:: Data

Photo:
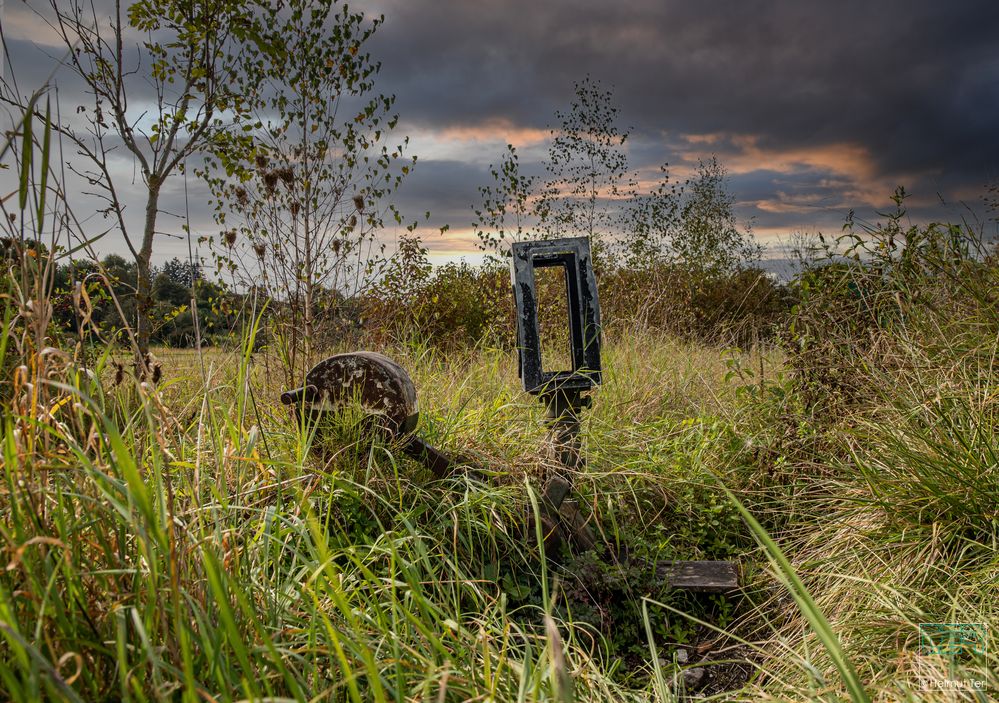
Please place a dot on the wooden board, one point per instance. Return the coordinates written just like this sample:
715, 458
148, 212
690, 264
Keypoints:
700, 576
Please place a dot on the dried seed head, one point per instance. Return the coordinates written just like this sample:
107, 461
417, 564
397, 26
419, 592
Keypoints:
270, 180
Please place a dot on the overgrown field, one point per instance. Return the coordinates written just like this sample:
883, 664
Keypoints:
180, 542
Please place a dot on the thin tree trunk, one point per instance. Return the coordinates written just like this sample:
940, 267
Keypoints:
143, 275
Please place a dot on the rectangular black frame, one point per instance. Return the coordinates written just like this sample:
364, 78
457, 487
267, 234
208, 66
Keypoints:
573, 254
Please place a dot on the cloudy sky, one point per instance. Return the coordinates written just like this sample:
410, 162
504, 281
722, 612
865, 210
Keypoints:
815, 108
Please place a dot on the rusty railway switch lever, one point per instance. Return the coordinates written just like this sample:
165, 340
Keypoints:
561, 390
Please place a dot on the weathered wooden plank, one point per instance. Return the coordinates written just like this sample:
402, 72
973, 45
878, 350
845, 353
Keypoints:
699, 576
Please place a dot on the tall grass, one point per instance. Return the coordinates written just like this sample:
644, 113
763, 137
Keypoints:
182, 540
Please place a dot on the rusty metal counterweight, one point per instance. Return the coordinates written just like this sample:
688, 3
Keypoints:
381, 387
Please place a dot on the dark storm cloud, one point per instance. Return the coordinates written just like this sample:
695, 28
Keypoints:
815, 108
916, 83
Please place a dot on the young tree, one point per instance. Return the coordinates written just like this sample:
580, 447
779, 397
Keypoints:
507, 206
302, 210
586, 184
708, 238
162, 99
587, 168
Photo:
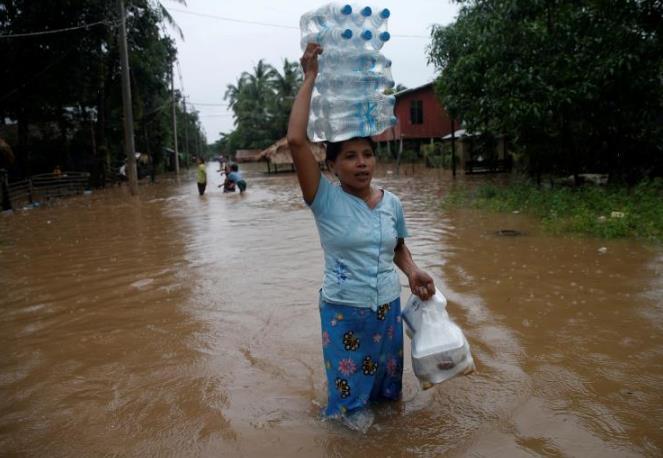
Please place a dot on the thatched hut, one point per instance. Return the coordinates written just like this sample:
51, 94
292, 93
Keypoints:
6, 154
278, 155
247, 155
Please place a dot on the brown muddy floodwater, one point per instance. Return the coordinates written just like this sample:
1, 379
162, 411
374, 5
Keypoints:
174, 325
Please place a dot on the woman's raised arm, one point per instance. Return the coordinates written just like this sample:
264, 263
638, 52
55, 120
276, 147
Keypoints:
308, 171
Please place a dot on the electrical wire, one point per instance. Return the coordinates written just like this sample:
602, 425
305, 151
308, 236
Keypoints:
267, 24
49, 32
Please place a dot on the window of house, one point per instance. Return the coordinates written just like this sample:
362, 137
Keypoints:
417, 112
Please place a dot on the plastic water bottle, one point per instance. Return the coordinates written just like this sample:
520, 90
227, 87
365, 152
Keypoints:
378, 20
325, 16
355, 60
361, 15
352, 84
376, 104
351, 126
328, 37
330, 106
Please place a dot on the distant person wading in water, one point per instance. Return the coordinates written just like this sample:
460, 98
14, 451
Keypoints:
201, 176
362, 231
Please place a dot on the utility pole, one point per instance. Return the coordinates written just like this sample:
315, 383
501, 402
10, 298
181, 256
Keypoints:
172, 90
186, 132
129, 147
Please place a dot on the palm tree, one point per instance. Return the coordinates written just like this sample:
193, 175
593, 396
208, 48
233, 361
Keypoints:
285, 85
164, 15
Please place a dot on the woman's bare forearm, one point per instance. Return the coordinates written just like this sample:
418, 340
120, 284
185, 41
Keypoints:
299, 115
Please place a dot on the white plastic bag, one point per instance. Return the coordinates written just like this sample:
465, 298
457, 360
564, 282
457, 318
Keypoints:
440, 351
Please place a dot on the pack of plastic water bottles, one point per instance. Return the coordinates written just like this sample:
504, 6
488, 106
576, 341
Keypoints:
349, 100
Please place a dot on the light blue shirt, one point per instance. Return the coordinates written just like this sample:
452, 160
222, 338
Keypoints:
358, 243
235, 176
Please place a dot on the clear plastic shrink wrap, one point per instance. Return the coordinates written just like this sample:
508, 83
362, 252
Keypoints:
348, 99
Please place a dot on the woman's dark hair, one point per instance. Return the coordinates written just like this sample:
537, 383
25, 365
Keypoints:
334, 148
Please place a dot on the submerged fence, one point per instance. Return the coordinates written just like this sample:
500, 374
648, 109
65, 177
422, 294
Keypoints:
40, 188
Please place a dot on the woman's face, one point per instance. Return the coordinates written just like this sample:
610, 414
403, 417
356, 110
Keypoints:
355, 164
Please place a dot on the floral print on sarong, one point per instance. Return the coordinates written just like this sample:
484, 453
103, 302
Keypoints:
363, 353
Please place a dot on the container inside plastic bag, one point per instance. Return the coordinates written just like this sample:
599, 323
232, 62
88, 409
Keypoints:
440, 350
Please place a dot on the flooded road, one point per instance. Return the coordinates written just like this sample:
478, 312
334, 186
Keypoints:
176, 325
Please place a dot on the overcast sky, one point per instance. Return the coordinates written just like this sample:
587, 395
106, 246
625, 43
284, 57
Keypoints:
216, 51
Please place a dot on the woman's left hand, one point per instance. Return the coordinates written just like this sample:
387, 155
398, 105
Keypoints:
421, 284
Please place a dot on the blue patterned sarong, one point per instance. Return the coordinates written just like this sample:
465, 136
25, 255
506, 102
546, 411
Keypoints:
363, 355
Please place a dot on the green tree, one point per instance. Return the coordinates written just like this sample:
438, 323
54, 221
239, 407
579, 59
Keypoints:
575, 85
261, 102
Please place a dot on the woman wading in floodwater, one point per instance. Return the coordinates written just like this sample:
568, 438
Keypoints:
362, 231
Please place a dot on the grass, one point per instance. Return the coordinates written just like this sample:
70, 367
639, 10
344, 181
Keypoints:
612, 212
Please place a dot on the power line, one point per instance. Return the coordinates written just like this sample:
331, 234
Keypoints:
240, 21
49, 32
267, 24
210, 104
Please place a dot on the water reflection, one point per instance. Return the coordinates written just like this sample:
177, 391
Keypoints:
187, 325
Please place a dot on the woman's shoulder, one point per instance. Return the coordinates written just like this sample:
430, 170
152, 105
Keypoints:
390, 197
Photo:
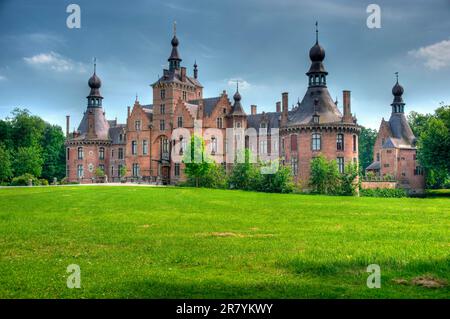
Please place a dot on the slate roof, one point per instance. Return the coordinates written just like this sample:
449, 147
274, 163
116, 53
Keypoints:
208, 104
325, 107
101, 124
402, 135
271, 118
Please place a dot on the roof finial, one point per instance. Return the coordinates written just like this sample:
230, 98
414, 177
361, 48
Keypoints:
317, 32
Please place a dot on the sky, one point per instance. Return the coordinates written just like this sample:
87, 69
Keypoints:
45, 66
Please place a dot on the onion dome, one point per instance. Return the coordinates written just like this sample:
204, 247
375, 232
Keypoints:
397, 90
317, 53
94, 82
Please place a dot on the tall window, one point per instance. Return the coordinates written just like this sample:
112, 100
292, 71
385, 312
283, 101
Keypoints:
340, 162
177, 169
294, 166
135, 169
263, 146
340, 142
80, 171
137, 125
102, 153
213, 145
165, 146
294, 143
80, 153
144, 147
316, 142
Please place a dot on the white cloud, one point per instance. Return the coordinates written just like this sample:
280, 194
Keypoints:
435, 56
242, 83
55, 62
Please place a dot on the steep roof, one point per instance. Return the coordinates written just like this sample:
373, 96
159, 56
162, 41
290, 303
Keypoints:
316, 99
271, 118
208, 104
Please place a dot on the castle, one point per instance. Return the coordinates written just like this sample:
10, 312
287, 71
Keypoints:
147, 143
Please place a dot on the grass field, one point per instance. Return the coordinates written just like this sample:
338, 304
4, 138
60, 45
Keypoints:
143, 242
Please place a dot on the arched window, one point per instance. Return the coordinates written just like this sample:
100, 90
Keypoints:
316, 142
340, 142
293, 143
80, 153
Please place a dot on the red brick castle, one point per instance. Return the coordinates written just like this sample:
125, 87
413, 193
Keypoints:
145, 145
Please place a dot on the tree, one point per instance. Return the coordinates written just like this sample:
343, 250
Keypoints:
53, 152
348, 185
367, 139
28, 160
198, 166
324, 177
5, 164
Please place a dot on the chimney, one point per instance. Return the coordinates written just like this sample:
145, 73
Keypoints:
347, 107
183, 74
285, 105
67, 125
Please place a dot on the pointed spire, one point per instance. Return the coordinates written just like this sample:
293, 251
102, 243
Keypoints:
317, 32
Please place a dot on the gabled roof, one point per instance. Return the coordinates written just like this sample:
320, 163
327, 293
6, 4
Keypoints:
271, 118
208, 104
316, 99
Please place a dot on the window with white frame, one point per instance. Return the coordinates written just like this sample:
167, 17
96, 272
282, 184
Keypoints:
316, 142
144, 147
137, 125
80, 171
340, 162
80, 153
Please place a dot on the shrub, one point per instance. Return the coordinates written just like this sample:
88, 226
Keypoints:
383, 192
24, 179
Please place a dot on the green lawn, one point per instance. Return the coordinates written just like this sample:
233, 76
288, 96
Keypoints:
142, 242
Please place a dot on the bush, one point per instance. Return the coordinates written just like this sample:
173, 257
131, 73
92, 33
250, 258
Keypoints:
24, 179
383, 192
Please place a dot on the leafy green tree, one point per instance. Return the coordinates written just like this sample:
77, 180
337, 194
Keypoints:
246, 175
348, 185
367, 139
434, 151
325, 177
198, 167
28, 160
5, 164
53, 152
279, 182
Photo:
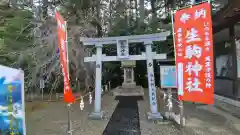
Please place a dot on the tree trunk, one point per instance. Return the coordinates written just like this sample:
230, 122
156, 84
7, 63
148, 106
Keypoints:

::::

**Aim of the exercise**. Copy out, from the data above, every line holding the word "tall".

**Solution to this exercise**.
Please place a dot on the tall grass, one point per instance. Return the coordinates written just like this sample:
Please place a dot on the tall window, one point per instance. Return the coordinates written just like this sample:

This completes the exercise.